Collected data:

▼

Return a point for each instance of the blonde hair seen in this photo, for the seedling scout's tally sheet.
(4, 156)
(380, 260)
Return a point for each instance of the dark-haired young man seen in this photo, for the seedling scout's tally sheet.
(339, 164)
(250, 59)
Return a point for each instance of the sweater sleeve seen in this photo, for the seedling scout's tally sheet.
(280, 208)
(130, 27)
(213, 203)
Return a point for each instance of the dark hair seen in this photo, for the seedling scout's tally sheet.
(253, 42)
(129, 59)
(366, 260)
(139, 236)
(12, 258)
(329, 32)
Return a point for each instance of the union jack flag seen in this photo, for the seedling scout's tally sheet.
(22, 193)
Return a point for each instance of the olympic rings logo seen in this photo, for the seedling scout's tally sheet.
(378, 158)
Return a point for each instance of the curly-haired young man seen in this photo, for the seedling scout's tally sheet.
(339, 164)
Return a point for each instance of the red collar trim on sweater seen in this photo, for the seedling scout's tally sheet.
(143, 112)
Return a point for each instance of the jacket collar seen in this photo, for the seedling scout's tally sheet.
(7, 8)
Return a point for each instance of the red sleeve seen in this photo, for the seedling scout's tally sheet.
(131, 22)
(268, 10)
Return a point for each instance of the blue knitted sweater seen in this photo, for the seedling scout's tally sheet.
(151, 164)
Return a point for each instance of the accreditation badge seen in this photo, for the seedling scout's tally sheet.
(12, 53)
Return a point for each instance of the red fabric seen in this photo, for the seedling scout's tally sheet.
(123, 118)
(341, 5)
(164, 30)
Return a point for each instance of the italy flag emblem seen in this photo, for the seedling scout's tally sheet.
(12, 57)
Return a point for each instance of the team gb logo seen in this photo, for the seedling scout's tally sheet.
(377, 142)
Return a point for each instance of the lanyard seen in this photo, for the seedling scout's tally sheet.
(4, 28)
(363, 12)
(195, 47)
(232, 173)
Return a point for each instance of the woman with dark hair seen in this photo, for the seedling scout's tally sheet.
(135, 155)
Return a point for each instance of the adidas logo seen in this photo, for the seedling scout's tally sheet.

▲

What you are asked to do:
Repeat the data above, word for word.

Expected answer:
Return a point for each instance of the blonde hair seen in this photo, for the seedling scout's tally sheet.
(4, 156)
(380, 260)
Return a point for each instance of the dark-haired young man seen in this photo, for the seedling scout's tally sheet.
(339, 164)
(250, 59)
Return a point for each instance of the sweater sleeve seen in this photo, for the seedling scout's tally sheet.
(280, 208)
(130, 27)
(213, 203)
Return a point for each instance of the dark hair seen in this photo, for the seedling scout's tally sheet.
(253, 42)
(129, 59)
(366, 260)
(139, 236)
(12, 258)
(329, 32)
Return a point for each instance of the union jack flag seen in this photo, for the seedling scout's tally sheet.
(22, 193)
Return a point for each instance of the olympic rings logo seen in this photo, for the seedling scout's tally sheet.
(378, 158)
Return a point for each instance of the curly-haired young man seen in this photo, for the seedling scout's tally sheet.
(339, 164)
Return a point for each instance of the red collar trim on sweater seen in this photo, for the seedling scout's tally sheet.
(143, 112)
Return a point for each instance of the jacket collar seen in this photo, for the seedling scout's tally sheet.
(7, 8)
Return a point for each instance of the red sleeve seen in this photo, for the seedling scout's tally sheet.
(131, 22)
(268, 10)
Return a point for each instance of the blue knitted sweater seen in this photo, for the seedling scout's tally sheet.
(151, 164)
Return a point for each instance of the accreditation badge seen in this photo, for the seedling scout's tally sheet.
(12, 53)
Return a point for each instance of the red fabric seen in this photo, for the seedling scout's tally sheet.
(123, 118)
(341, 5)
(164, 30)
Return a point for each instance of the italy flag emblem seen in this photo, for the seedling scout's tally sheet.
(12, 57)
Return a point for each instance of the team gb logo seen in this photo, for the seedling scout's tally sheet.
(377, 142)
Return a point for each instance of the lanyard seen in this photo, for the seedling scout's tally sheet.
(4, 28)
(363, 12)
(195, 47)
(232, 173)
Return a point for each instance of the woman with dark hair seen in this photo, for the seedling scout's tally sheet.
(135, 155)
Return a point for each instance of the adidas logo seen in this photo, for the seedling scout's tally sheet.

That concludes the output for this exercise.